Stored items from a collection:
____________

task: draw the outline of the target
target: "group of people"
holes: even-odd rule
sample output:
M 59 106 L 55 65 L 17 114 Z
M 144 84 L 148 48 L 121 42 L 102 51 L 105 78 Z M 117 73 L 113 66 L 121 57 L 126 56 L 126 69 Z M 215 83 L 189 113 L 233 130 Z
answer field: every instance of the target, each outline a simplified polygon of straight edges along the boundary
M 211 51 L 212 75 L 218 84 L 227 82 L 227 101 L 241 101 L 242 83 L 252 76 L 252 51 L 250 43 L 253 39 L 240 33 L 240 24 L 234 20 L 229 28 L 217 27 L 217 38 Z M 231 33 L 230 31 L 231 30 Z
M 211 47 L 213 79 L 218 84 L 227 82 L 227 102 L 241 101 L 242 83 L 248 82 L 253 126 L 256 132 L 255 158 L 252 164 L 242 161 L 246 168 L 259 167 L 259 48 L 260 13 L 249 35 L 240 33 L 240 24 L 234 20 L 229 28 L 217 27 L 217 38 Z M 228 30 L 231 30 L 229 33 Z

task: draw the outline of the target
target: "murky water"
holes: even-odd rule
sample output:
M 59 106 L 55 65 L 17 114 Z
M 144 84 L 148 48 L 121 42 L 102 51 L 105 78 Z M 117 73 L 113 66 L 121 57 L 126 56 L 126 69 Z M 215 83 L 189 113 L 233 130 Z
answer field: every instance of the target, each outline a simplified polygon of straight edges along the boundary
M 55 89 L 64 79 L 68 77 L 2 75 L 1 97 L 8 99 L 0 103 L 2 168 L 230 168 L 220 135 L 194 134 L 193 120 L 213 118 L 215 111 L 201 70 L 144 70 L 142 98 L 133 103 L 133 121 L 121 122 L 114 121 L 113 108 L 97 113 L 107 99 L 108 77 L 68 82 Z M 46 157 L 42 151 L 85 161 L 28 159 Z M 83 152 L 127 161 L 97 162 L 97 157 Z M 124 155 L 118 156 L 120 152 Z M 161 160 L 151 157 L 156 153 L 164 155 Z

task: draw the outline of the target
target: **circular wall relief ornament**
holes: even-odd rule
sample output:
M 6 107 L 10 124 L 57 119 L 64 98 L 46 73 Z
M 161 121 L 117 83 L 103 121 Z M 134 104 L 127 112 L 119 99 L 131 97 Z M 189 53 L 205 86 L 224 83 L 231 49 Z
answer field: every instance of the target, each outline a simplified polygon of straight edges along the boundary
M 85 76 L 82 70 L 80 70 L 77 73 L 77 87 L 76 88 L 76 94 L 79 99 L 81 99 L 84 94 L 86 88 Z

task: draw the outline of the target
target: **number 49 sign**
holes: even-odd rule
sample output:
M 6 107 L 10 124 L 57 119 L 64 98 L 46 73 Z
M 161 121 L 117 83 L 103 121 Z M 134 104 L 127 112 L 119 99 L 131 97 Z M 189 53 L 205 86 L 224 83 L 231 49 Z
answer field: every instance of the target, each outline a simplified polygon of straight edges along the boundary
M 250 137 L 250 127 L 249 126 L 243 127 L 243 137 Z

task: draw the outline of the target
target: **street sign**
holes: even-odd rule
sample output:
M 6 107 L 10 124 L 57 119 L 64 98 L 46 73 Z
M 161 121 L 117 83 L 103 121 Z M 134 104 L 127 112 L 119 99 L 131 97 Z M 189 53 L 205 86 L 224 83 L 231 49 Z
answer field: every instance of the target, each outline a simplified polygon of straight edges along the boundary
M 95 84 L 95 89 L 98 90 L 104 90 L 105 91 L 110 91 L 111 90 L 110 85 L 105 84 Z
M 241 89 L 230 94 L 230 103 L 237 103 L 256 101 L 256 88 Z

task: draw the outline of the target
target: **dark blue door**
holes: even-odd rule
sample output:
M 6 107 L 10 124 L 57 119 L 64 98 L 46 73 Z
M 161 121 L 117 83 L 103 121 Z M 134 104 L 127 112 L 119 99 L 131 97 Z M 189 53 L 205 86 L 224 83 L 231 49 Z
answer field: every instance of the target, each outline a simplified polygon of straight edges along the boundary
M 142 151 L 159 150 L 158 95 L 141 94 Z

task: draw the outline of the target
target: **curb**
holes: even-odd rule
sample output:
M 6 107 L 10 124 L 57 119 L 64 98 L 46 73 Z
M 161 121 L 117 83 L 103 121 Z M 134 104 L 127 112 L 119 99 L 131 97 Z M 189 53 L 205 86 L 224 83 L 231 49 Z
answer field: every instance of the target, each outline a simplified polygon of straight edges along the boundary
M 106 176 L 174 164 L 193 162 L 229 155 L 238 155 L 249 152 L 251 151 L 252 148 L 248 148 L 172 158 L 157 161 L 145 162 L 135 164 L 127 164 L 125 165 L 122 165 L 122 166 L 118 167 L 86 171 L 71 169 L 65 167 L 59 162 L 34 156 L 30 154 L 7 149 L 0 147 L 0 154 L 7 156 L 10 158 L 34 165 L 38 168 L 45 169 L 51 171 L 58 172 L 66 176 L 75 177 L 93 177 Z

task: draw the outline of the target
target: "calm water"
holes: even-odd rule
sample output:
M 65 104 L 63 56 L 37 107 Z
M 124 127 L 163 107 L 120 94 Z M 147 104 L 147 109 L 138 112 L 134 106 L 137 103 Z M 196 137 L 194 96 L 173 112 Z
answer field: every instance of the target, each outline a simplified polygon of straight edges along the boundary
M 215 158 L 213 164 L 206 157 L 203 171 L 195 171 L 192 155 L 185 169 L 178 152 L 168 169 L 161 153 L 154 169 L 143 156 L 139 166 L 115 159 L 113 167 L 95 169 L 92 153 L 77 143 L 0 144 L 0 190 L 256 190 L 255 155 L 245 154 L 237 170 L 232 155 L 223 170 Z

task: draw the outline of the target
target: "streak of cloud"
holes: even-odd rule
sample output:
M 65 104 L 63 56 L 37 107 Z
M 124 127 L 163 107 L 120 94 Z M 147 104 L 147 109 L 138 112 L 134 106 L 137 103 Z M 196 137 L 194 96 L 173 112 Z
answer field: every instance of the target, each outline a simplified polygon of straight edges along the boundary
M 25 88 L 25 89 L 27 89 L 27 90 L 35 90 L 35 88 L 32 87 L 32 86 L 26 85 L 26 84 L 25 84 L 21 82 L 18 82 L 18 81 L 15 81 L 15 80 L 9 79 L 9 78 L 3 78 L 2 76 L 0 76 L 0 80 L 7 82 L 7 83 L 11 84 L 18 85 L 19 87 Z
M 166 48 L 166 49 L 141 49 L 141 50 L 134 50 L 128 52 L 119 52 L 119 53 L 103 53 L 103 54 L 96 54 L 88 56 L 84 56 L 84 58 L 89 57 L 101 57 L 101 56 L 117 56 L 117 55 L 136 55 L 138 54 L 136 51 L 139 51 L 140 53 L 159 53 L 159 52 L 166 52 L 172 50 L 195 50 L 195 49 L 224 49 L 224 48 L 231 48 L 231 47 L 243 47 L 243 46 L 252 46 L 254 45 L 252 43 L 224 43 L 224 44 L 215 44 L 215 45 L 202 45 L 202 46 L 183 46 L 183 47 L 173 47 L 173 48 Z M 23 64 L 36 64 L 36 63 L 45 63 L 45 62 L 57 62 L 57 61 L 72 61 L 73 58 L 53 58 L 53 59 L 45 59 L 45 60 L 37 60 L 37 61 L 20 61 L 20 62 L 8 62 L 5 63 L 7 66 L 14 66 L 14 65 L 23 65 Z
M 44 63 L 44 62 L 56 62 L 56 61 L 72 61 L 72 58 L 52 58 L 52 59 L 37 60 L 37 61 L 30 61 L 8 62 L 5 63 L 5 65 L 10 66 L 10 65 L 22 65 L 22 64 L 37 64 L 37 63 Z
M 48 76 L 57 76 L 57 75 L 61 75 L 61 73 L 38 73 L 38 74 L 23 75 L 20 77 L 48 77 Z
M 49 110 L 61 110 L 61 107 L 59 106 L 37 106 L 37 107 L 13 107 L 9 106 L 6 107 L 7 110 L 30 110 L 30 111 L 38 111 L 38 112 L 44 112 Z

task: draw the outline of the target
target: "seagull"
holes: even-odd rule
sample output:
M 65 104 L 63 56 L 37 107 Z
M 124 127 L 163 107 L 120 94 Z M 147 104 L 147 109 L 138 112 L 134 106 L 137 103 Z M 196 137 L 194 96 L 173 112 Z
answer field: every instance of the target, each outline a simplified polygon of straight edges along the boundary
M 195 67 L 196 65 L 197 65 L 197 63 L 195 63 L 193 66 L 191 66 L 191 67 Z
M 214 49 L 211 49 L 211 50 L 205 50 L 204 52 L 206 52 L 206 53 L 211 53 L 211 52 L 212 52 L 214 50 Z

____________

▶ Work to be completed: Edit the entries starting at the top and ending at the line that contains "M 211 51 L 212", changing "group of people" to "crowd of people" and keeping everything else the same. Write out only those lines.

▶ Response to the task:
task: draw the outline of the target
target: "crowd of people"
holes: even-odd rule
sample output:
M 59 106 L 55 65 L 17 114 Z
M 144 84 L 148 48 L 121 42 L 102 51 L 105 78 Z M 117 73 L 113 66 L 121 57 L 126 56 L 126 69 Z M 215 83 L 189 113 L 233 130 Z
answer field: every instance of the target, each outline a simplified polygon of straight edges along the boundary
M 211 51 L 212 75 L 218 84 L 227 82 L 227 101 L 241 101 L 242 83 L 252 76 L 252 51 L 250 43 L 253 39 L 240 33 L 240 24 L 234 20 L 229 28 L 217 27 L 217 38 Z M 231 33 L 230 31 L 231 30 Z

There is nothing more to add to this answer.